Exercise aim:
Lines before the one containing "TARGET = white car" are excluded; print that line and every line after it through the end of the material below, exactly.

Working data:
## start

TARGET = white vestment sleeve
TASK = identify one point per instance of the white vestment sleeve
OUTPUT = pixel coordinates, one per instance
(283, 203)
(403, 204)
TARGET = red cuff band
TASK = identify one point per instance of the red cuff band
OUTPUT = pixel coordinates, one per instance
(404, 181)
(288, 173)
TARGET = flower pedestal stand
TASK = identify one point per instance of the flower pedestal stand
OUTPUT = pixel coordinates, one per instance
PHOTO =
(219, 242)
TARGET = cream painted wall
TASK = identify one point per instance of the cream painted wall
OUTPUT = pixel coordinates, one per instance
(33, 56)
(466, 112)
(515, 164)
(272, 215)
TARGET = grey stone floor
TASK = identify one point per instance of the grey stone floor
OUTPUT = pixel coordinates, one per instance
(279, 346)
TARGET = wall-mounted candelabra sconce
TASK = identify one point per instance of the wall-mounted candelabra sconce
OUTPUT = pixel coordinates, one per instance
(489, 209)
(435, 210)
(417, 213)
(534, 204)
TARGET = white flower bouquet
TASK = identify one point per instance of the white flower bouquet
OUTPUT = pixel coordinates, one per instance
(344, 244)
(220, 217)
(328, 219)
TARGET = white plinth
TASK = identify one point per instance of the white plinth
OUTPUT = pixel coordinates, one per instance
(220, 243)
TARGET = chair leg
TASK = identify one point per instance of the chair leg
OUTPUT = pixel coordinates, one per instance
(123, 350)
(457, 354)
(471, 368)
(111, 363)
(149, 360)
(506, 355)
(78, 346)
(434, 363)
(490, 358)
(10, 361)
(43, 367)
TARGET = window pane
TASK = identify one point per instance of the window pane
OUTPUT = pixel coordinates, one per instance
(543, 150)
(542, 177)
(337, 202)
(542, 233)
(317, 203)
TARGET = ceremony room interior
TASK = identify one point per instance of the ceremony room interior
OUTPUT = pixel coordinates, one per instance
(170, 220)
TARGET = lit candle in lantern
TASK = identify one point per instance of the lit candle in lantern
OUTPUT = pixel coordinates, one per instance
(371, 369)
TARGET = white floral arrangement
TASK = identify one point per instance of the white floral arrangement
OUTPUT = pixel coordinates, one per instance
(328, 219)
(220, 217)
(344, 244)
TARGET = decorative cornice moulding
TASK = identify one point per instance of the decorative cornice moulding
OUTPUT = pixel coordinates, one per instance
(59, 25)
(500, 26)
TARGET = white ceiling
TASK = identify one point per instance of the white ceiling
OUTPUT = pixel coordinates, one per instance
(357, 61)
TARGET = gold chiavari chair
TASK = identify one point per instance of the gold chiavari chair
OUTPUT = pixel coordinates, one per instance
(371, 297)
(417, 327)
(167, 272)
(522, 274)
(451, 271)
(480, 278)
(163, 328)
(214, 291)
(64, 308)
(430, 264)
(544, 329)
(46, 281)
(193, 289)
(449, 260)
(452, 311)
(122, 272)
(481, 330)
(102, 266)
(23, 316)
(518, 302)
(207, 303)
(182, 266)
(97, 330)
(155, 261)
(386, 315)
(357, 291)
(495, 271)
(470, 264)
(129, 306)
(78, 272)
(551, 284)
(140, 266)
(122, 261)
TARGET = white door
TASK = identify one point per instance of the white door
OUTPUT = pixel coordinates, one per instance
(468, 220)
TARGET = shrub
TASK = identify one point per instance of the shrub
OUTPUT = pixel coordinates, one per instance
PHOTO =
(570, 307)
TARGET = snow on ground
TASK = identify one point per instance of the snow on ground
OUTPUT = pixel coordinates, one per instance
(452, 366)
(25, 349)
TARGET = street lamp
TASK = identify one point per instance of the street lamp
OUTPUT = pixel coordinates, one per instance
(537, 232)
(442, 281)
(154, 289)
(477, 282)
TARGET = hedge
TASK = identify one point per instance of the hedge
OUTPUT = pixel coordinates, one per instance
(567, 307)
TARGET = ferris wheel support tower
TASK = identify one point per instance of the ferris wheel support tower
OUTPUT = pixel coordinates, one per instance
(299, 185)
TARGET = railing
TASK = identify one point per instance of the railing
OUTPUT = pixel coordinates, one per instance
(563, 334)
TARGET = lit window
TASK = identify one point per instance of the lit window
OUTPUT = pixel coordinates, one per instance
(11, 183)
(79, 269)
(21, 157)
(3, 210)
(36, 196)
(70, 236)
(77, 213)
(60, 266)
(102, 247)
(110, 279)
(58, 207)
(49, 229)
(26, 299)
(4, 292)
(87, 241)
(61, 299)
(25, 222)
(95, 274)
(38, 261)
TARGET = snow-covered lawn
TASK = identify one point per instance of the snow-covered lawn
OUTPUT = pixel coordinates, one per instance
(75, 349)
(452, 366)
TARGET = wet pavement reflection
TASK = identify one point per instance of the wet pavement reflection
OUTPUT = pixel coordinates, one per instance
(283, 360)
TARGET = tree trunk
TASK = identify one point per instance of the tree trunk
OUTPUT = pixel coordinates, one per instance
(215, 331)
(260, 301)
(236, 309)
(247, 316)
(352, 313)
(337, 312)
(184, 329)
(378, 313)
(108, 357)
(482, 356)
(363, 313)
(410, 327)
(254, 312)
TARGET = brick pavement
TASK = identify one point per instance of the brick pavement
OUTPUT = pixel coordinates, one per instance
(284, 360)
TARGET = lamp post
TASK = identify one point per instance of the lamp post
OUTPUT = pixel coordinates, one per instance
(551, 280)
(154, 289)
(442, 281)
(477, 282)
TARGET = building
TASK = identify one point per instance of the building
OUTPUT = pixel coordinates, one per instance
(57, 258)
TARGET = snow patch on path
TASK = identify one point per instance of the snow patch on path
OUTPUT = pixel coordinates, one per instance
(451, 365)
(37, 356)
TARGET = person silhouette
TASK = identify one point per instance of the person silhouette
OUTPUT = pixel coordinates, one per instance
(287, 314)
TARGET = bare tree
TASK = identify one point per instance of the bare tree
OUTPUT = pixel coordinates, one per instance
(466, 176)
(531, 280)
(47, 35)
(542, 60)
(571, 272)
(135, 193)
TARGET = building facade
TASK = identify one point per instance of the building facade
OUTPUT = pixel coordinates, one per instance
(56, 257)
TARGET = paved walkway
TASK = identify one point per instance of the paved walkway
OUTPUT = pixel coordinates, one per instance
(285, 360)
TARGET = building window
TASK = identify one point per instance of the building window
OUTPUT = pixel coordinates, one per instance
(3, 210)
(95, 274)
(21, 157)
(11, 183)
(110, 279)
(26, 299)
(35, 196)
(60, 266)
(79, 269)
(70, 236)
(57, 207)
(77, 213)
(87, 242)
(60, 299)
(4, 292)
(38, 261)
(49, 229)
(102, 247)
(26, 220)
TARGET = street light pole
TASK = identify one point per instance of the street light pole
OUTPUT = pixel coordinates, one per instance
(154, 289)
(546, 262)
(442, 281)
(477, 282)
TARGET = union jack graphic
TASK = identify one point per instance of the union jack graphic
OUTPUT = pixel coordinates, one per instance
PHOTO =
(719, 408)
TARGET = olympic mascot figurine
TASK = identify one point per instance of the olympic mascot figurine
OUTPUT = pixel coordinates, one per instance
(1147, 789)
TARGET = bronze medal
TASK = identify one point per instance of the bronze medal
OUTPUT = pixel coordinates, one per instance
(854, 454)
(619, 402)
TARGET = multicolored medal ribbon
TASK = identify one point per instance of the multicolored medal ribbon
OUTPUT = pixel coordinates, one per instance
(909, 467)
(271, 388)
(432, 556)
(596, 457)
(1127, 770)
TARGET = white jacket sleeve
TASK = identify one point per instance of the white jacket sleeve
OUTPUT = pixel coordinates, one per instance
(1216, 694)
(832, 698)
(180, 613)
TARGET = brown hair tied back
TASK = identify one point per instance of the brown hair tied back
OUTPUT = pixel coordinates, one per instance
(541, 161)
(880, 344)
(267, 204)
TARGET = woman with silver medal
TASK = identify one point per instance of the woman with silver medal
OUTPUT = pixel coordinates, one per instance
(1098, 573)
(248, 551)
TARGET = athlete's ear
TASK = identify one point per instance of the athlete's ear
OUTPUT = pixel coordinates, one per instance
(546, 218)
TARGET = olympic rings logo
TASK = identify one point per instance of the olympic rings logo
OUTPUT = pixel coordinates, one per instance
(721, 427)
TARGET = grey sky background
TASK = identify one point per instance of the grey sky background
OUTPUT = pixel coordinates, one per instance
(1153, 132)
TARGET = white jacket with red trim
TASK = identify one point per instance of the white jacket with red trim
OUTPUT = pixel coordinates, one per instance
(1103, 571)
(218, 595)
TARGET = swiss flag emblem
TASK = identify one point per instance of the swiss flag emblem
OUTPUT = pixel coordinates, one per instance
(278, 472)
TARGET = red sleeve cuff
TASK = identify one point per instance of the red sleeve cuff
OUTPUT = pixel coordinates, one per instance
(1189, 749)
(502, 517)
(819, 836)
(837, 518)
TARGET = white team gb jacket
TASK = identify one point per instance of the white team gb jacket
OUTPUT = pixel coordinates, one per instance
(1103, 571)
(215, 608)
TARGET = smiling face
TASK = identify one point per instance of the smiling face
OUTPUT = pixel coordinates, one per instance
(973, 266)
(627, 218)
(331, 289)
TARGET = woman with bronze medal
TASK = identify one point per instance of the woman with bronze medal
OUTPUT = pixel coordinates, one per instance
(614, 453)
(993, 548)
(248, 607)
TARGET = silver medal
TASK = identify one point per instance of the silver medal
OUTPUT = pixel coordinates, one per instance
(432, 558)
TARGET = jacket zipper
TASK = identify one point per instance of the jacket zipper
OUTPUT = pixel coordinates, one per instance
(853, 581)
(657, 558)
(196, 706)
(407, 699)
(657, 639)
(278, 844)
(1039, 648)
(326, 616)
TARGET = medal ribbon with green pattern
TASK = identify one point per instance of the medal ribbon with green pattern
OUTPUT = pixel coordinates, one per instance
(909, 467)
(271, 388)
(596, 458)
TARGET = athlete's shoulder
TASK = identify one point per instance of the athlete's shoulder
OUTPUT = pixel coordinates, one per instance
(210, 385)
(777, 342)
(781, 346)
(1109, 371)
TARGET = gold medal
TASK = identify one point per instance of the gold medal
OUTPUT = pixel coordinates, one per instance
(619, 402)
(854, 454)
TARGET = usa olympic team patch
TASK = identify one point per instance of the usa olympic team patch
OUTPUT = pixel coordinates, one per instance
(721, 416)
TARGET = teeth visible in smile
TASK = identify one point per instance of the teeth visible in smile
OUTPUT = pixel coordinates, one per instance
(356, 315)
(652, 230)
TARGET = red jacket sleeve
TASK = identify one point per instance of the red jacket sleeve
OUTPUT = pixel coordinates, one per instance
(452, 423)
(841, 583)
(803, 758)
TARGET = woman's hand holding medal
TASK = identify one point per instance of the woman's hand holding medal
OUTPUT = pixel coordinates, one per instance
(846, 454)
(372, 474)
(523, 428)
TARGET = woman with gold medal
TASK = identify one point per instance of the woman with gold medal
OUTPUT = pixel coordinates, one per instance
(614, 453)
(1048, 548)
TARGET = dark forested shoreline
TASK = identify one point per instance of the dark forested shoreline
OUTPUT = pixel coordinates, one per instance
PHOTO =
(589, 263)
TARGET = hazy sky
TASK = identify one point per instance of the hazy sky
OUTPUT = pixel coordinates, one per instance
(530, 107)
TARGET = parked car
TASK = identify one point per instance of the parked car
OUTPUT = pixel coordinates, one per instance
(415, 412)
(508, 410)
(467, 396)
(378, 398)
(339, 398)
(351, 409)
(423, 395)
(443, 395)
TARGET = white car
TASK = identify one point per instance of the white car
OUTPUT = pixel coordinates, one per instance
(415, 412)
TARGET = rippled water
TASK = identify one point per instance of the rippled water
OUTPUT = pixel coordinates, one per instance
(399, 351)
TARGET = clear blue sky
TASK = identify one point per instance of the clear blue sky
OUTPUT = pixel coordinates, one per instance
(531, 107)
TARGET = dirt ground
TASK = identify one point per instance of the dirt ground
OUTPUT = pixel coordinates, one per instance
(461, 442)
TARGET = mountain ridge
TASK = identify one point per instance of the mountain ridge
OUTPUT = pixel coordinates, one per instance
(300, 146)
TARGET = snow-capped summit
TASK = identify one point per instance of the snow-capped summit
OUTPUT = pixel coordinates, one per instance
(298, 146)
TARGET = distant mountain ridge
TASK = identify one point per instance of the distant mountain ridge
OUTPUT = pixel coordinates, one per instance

## end

Complete output:
TARGET = white car
TASK = identify one point per instance of the white car
OUTPUT = pixel coordinates, one per instance
(415, 412)
TARGET = rippled water
TASK = identify one point per instance of the rippled water
OUTPUT = pixel coordinates, one per instance
(399, 351)
TARGET = clear blue sky
TASK = identify one point per instance of the clear blue sky
OUTPUT = pixel coordinates, one per instance
(531, 107)
TARGET = dirt ground
TASK = identify one point per instance of the dirt ground
OUTPUT = pixel coordinates, one per instance
(461, 442)
TARGET = mountain ridge
TASK = identify one point per instance of the mountain ridge
OUTPUT = pixel coordinates, one per instance
(300, 146)
TARGET = snow-capped summit
TASK = identify one point per instance of the snow-capped summit
OUTPUT = pixel coordinates, one per instance
(298, 146)
TARGET = distant mountain ridge
TASK = identify one point per instance of the distant mountain ridge
OUTPUT = pixel coordinates, one per instance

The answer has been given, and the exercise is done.